>> begin Records supplied

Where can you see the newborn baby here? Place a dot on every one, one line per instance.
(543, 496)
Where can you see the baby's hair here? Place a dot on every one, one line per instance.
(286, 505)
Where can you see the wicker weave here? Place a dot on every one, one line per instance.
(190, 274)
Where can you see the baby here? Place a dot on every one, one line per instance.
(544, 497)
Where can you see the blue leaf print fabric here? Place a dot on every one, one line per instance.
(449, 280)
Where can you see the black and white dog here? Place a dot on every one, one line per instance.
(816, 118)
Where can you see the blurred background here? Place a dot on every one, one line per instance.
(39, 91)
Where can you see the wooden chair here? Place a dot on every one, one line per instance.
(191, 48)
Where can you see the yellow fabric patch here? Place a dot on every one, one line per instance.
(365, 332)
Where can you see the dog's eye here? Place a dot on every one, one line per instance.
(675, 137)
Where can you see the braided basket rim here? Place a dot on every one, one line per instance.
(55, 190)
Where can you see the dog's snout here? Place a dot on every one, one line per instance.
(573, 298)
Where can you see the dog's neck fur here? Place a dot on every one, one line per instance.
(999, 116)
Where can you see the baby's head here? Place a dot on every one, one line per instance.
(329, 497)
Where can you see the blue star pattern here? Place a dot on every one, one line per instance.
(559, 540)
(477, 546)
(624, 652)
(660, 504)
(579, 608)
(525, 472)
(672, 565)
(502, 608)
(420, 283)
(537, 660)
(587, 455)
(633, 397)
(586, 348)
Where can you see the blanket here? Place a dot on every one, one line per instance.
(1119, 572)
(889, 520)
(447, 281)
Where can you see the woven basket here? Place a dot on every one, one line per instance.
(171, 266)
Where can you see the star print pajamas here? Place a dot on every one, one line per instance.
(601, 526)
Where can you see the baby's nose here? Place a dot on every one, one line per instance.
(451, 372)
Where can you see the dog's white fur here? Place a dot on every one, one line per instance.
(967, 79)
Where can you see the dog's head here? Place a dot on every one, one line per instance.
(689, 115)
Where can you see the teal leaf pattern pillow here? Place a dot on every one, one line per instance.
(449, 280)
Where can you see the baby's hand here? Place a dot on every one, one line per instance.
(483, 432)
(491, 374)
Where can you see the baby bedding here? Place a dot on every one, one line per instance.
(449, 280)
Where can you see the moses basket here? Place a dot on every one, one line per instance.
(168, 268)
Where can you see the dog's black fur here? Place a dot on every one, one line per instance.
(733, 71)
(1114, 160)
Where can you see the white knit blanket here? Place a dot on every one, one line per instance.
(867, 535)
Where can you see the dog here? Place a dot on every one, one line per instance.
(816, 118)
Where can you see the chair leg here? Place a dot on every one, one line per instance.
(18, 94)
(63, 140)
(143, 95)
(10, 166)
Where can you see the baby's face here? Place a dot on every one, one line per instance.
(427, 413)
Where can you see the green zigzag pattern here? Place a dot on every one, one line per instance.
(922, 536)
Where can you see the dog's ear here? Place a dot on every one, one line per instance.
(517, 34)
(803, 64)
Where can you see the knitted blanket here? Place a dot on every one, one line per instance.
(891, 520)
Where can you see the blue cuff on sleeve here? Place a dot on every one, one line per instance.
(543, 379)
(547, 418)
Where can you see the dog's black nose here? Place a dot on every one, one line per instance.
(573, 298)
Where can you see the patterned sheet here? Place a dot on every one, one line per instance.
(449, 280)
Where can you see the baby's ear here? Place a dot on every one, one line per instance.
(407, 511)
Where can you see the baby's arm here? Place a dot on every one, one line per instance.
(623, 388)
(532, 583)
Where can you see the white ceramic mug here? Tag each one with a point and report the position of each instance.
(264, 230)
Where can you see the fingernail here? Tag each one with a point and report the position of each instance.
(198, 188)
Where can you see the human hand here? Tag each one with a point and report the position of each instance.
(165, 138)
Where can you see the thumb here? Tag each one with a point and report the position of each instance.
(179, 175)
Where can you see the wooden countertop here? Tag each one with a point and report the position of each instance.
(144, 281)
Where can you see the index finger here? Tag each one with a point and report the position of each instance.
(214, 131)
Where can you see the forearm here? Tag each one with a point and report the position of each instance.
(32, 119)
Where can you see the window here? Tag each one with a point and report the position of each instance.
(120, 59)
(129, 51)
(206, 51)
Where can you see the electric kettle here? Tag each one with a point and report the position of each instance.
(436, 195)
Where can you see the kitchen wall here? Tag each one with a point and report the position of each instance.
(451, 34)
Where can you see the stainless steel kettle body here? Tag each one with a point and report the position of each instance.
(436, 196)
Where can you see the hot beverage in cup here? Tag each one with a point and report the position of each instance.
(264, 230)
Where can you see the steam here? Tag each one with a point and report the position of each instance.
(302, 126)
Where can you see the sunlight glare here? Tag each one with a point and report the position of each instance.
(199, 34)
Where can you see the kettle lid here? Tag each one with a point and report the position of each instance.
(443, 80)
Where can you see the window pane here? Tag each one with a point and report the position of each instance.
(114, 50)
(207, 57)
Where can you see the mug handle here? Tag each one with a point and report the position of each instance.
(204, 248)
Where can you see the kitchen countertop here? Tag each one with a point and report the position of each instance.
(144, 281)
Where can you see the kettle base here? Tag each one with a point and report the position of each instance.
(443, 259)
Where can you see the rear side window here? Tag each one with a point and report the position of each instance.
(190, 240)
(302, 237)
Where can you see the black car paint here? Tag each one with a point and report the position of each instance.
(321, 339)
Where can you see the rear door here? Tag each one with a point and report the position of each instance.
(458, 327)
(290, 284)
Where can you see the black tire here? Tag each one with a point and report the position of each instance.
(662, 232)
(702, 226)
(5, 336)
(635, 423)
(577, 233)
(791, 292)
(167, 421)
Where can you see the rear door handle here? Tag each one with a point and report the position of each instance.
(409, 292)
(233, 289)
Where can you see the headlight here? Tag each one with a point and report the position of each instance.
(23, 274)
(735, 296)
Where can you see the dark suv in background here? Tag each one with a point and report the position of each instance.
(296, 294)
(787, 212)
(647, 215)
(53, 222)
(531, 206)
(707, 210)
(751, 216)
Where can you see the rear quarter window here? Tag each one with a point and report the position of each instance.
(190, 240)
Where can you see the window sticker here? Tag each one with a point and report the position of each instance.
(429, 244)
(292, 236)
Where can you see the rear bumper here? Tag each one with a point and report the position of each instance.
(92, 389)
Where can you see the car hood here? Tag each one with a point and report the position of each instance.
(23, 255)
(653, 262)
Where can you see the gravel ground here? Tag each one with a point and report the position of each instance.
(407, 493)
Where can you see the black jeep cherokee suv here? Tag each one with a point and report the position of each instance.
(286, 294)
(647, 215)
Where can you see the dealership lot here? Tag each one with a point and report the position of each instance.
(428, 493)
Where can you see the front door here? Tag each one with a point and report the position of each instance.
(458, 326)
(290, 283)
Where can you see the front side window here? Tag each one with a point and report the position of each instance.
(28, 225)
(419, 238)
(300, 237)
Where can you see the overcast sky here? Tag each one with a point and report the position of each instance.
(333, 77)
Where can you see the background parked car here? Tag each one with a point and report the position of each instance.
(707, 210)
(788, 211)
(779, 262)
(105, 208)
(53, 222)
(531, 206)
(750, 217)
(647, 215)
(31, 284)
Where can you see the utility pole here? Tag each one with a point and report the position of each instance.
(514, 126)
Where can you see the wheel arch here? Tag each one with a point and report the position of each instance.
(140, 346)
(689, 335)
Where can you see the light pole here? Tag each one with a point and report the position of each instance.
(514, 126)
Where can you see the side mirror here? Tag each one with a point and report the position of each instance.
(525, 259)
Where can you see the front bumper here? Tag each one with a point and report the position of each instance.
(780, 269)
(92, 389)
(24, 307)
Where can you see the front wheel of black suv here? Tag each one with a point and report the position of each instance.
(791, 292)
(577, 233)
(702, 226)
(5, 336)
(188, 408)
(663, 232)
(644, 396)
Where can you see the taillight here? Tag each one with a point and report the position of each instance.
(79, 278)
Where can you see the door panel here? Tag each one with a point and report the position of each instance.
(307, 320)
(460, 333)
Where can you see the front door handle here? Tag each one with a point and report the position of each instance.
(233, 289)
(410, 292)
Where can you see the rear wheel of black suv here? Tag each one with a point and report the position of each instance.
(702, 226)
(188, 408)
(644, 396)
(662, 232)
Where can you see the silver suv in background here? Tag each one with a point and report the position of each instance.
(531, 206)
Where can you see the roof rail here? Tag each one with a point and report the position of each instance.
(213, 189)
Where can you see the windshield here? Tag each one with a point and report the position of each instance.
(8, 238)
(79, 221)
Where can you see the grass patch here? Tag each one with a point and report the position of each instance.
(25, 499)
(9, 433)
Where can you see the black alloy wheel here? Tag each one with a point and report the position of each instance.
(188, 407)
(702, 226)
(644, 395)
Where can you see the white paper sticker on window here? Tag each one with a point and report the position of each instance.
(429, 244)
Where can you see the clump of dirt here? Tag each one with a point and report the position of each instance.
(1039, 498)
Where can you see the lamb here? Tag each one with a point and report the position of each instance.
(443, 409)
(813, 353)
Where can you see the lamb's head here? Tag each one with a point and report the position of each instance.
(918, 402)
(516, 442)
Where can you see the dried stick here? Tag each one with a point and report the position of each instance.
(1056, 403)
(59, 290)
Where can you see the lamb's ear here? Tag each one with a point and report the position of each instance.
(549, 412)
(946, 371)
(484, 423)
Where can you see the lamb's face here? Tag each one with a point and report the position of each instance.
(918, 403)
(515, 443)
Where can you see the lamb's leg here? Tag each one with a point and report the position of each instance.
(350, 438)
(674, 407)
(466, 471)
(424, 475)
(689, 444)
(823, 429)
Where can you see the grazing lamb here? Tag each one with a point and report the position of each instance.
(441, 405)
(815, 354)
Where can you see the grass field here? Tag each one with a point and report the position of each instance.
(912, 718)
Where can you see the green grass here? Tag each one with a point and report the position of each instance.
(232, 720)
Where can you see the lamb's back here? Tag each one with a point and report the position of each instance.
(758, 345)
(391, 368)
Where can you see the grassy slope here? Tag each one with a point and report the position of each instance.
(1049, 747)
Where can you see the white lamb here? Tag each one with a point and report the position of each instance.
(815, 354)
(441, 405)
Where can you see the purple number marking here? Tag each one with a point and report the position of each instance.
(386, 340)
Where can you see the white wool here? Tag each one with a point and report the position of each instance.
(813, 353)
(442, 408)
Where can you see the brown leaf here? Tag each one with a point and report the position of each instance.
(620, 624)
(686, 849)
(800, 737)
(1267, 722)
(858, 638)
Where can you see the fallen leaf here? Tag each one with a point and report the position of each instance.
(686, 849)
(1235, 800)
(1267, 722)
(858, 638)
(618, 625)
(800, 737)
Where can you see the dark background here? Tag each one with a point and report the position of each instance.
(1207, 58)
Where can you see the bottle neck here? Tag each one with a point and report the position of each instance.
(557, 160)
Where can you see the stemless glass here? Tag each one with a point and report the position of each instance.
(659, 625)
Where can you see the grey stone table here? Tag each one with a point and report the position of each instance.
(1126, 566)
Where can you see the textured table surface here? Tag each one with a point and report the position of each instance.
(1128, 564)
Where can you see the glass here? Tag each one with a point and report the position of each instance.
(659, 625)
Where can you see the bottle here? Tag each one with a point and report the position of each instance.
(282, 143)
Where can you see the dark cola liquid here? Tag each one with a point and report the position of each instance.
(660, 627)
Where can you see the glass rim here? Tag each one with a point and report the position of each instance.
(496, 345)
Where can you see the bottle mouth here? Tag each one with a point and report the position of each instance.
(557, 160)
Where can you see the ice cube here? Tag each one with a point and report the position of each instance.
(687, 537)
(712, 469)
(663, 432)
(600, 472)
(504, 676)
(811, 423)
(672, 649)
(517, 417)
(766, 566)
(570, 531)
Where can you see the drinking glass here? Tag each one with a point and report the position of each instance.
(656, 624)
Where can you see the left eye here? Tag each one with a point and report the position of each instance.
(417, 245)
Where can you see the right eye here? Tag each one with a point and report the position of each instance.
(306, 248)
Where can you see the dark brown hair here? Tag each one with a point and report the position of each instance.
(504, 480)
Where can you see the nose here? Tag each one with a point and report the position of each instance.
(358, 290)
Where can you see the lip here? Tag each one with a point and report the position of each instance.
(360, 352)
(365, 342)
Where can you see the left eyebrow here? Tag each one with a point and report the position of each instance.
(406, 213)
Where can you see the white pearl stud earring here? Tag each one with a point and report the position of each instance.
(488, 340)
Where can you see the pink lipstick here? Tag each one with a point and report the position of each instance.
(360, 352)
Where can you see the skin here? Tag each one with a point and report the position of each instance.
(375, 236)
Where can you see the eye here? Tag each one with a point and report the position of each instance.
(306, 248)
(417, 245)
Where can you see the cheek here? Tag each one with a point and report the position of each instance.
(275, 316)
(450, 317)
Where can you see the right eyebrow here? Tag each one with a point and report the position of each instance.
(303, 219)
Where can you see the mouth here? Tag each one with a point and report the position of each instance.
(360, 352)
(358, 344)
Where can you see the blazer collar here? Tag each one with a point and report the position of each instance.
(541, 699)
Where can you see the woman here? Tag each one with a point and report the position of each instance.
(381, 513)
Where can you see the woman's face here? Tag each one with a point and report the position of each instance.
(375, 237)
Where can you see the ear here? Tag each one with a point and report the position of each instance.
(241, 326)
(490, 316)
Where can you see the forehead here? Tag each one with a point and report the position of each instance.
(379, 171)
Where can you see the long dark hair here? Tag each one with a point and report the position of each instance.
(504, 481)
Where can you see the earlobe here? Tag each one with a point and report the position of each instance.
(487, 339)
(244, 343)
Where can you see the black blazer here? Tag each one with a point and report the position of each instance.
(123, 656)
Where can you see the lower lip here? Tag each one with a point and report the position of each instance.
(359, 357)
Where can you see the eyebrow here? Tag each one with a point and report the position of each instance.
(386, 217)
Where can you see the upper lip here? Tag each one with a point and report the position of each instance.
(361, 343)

>> end Records supplied

• [Given request]
Set down nothing but the lines from the one with "Where can you see the pink" through the end of the records, keeping each line exactly as written and including both ends.

• [Answer below]
Where can you see the pink lipstick here? Tag each one with a point and report the position of each instance.
(360, 352)
Where can you see the skin here? Tag each one with a point and report the position of each instance.
(375, 236)
Where can you see the eye here? Tag each one with a point and report the position of each instance.
(306, 248)
(417, 245)
Where can you see the cheek here? Tag each one with a point and report the position of each instance.
(275, 316)
(450, 317)
Where can you see the right eyebrow here? Tag each one with a point and report the position of each instance.
(303, 219)
Where can you see the mouth here? Tag each one with a point and report the position of each instance.
(360, 352)
(358, 344)
Where can you see the blazer collar here? Tag each one with a point and report the position of each instance.
(541, 699)
Where can you see the woman here? Tag each one with a point and report the position of each instance.
(381, 513)
Where can you see the woman's face here? Tag each one with a point and report the position of each instance.
(375, 237)
Where can you see the ear here? Tag each one with a point and report the position of each instance.
(241, 326)
(490, 316)
Where can you see the forehead here? Tag each one with a point and report the position of each instance.
(379, 171)
Where can you see the long dark hair here? Tag each one with a point and report the position of each instance.
(504, 481)
Where can you see the earlobe here? Tag each one with a point and report the position of each instance.
(487, 339)
(244, 343)
Where can you see the black blazer here? Tag each one with a point and report the position of each instance.
(123, 656)
Where can you see the lower lip here? Tag each one with a point and report the position of each instance.
(359, 357)
Where can you see the eyebrow here? Tag each one with a point and report the position of each instance.
(386, 217)
Where can you see the upper lip here? Tag each one with a point and report the position of each instance.
(361, 343)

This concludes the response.